[Exercise aim]: Pick out and copy every line below that contains the string "stonework". Count a line only if the letters match in case as well.

━━ Material for the task ━━

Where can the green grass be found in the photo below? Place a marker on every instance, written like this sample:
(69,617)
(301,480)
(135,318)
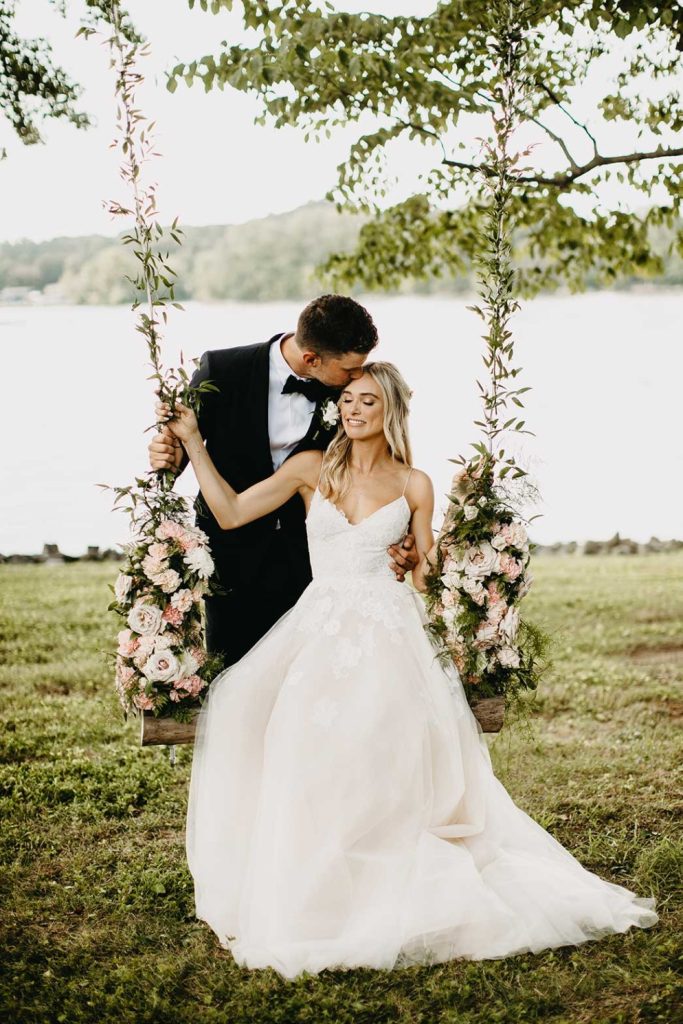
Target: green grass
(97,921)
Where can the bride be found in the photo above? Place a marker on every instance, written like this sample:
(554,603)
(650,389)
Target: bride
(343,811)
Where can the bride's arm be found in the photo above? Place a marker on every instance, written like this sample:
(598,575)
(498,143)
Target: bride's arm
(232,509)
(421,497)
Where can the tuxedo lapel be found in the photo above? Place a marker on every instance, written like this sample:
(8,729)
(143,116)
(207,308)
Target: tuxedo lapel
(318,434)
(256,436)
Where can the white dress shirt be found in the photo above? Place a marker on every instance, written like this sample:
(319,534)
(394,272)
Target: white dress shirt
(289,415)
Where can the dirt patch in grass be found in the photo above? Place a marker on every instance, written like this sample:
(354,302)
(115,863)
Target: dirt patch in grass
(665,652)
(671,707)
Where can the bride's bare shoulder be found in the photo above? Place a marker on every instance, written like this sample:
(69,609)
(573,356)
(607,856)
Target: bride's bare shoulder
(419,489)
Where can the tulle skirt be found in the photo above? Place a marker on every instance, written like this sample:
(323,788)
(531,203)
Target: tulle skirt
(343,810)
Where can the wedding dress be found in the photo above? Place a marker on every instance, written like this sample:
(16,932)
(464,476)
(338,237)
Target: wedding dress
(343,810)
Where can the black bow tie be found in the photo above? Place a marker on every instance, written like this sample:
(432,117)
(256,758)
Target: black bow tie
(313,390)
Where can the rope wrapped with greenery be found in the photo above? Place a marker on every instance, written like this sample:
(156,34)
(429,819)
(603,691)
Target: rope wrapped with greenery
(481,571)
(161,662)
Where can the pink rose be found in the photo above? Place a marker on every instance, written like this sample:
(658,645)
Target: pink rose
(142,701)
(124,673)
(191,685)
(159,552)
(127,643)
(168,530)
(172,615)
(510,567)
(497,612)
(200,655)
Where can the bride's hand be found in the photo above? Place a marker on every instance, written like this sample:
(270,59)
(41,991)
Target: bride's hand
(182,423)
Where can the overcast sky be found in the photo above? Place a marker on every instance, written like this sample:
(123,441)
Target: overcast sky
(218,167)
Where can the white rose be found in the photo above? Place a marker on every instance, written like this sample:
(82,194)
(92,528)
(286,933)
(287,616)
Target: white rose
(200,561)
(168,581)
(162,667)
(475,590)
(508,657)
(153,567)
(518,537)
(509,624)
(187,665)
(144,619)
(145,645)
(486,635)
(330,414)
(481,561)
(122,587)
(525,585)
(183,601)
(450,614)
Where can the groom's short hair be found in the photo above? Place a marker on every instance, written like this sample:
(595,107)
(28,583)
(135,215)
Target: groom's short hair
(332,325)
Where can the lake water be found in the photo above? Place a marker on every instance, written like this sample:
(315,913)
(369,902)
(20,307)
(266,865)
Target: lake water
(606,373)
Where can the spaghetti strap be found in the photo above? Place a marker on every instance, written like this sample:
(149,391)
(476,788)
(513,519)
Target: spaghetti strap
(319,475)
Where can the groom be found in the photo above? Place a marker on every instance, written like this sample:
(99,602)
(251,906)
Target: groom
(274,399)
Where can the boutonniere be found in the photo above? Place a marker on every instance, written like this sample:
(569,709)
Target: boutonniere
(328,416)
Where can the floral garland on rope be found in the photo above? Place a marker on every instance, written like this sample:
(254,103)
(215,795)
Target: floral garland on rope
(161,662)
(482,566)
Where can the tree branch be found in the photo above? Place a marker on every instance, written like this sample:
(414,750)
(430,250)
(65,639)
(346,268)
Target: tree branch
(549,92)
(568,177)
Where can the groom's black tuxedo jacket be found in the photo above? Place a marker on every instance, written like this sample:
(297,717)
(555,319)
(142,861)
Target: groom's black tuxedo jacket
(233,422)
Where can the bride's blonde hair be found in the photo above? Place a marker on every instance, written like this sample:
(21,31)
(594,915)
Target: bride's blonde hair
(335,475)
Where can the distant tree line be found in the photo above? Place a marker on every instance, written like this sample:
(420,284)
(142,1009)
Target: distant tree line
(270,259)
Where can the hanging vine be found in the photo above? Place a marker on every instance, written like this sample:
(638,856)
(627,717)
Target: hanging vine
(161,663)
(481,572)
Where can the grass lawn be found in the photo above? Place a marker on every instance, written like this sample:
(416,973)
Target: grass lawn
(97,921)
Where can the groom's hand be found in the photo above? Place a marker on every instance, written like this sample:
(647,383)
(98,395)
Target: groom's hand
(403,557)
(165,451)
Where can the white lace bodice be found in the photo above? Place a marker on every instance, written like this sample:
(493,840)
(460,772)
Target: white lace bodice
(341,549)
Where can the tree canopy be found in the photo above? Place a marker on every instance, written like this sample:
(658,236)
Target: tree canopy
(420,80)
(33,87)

━━━
━━ Material for the task ━━

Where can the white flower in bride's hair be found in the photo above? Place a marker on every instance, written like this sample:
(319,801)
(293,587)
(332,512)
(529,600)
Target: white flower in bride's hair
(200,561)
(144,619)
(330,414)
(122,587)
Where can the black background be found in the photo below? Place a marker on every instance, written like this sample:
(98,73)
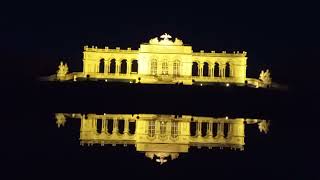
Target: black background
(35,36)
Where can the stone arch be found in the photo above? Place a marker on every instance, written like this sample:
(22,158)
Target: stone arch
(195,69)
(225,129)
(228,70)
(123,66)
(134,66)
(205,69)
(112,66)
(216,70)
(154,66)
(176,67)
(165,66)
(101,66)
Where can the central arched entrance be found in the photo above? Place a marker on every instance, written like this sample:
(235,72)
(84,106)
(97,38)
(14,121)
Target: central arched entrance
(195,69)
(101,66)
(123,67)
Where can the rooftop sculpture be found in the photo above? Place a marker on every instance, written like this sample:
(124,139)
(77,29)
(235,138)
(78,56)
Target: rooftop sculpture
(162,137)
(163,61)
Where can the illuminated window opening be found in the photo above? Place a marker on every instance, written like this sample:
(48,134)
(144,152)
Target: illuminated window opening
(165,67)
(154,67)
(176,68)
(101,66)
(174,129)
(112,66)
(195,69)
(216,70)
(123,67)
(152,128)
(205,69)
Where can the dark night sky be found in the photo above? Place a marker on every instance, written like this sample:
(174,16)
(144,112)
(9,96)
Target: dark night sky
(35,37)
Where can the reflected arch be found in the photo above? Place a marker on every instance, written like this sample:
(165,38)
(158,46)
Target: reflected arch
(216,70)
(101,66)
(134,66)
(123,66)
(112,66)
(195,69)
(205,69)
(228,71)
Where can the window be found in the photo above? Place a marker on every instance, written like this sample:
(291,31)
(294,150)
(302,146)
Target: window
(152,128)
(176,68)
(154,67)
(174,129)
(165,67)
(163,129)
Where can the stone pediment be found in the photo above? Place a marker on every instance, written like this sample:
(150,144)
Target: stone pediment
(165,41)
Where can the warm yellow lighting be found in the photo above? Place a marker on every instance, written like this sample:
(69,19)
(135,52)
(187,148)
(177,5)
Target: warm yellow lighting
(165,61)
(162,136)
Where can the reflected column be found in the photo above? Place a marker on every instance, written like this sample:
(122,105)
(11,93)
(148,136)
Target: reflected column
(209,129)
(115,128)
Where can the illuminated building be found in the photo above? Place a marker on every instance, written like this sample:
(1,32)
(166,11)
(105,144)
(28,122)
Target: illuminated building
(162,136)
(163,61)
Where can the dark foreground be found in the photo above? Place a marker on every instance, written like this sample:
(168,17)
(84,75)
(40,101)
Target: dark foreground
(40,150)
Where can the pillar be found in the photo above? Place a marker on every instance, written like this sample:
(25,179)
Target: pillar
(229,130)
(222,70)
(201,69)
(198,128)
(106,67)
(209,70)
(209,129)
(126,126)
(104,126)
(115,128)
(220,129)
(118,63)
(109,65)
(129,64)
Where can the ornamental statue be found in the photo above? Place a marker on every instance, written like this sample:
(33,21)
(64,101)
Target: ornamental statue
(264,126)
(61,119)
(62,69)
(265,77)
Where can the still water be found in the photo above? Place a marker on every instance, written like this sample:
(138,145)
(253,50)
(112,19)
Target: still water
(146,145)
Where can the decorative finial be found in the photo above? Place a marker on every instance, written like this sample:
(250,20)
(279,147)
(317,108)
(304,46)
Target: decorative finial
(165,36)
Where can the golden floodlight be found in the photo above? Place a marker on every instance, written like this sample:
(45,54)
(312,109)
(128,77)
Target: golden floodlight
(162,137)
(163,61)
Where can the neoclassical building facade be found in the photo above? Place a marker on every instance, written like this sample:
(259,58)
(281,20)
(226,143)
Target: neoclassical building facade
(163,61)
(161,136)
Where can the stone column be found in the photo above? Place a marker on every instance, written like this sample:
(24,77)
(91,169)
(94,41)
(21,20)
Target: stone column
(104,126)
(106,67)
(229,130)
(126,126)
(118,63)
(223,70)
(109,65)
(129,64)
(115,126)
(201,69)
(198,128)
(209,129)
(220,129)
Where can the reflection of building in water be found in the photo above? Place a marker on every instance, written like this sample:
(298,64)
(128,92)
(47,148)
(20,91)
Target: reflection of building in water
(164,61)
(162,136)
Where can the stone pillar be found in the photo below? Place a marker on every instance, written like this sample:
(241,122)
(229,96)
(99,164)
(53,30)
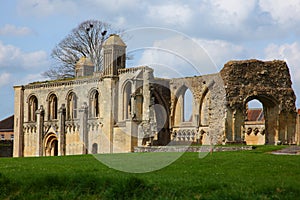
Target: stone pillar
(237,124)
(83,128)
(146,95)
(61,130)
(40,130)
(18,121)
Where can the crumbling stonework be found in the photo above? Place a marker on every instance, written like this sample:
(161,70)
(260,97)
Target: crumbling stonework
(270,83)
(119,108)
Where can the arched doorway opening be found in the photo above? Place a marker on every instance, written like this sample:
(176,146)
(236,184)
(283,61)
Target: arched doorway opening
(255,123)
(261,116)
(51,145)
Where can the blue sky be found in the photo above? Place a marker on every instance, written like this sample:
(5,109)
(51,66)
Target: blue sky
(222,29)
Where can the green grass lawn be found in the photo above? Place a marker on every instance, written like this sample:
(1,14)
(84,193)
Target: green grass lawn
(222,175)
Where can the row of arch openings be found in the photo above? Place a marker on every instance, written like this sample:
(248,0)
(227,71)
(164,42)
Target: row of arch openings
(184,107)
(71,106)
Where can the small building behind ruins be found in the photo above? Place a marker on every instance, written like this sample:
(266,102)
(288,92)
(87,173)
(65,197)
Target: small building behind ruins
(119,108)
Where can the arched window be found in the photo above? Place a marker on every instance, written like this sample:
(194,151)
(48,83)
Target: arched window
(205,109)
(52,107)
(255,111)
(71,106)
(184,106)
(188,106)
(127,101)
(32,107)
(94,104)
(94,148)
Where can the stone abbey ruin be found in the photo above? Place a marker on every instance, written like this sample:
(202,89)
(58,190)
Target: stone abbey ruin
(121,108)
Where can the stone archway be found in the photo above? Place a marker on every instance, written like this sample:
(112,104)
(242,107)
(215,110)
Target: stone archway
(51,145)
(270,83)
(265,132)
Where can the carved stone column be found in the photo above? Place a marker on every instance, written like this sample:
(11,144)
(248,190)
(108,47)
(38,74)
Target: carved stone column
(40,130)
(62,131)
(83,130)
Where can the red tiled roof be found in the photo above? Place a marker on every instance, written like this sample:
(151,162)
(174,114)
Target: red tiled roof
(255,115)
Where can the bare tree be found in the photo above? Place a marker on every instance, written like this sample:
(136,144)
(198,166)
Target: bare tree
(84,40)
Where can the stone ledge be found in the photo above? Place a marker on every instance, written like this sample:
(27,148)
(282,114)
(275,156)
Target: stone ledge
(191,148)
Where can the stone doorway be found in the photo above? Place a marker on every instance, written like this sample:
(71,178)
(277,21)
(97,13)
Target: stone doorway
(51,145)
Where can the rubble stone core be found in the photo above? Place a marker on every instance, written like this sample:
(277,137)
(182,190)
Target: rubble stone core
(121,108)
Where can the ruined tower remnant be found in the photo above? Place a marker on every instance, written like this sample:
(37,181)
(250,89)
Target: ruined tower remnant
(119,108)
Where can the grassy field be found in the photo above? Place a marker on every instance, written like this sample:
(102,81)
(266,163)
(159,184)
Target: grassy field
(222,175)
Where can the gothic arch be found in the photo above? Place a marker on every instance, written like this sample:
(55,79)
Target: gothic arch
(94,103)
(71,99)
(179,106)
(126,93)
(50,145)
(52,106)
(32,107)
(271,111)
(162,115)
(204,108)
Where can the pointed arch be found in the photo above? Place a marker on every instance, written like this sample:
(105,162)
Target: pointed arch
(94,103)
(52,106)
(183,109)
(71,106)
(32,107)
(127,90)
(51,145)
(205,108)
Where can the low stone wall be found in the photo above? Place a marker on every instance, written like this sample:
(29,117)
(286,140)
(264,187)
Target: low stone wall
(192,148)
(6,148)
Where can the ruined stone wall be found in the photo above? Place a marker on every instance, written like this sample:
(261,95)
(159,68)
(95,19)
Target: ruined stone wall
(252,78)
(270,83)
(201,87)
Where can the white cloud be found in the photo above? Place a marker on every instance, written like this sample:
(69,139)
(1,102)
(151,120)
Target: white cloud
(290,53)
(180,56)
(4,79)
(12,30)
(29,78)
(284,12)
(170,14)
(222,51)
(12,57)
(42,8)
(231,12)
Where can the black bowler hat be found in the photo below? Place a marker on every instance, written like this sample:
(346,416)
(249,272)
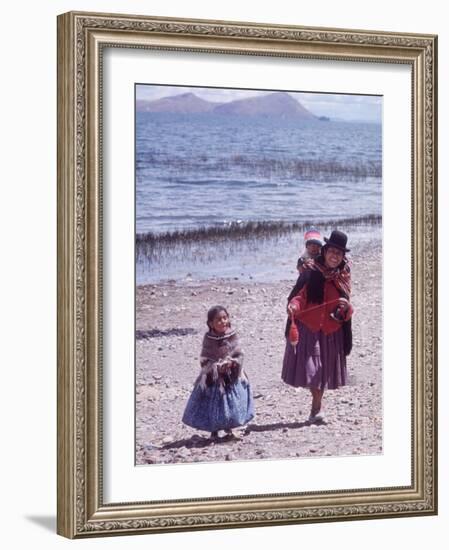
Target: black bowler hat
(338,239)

━━━

[Problem solution]:
Where can the crumbling stonework be found in the photo above? Place a marker on every instance, written like this sample:
Target: crumbling stonework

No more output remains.